TASK DESCRIPTION:
Please reproduce, unchanged, the part of the material that opens with the line containing "point per instance: blond" and closes at the end of the material. Leave any pictures out of your answer.

STORED RECORDS:
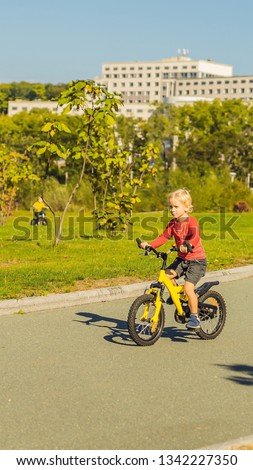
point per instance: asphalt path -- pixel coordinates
(72, 379)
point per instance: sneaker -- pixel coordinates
(193, 323)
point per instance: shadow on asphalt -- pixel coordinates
(245, 373)
(117, 331)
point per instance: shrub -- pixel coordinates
(241, 206)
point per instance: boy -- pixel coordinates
(184, 229)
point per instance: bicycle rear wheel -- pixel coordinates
(212, 315)
(142, 331)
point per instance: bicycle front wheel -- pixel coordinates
(212, 315)
(142, 331)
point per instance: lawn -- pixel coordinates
(84, 260)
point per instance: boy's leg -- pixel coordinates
(194, 273)
(192, 298)
(174, 270)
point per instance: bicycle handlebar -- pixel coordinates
(161, 254)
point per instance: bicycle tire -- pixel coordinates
(212, 315)
(140, 330)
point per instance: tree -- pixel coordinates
(97, 106)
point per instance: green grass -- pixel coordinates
(31, 266)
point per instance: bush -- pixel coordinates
(241, 206)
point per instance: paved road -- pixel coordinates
(72, 379)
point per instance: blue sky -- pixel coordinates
(55, 41)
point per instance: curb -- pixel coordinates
(72, 299)
(242, 443)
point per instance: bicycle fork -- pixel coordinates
(158, 303)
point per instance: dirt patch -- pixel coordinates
(85, 284)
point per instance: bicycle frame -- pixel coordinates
(174, 290)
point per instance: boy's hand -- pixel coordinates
(186, 248)
(144, 245)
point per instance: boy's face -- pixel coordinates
(178, 208)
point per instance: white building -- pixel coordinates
(144, 83)
(177, 80)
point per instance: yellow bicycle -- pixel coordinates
(146, 316)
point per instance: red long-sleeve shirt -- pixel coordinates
(185, 230)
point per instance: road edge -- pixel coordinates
(72, 299)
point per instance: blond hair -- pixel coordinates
(184, 196)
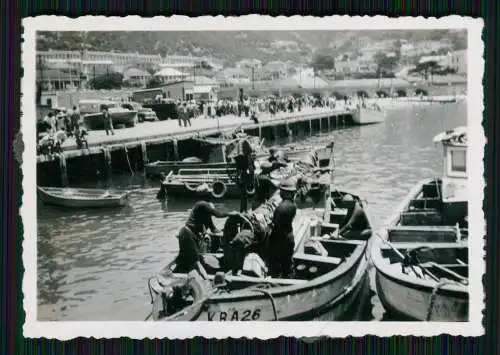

FINAL RESULT:
point per instance: blond hair -- pixel coordinates
(184, 196)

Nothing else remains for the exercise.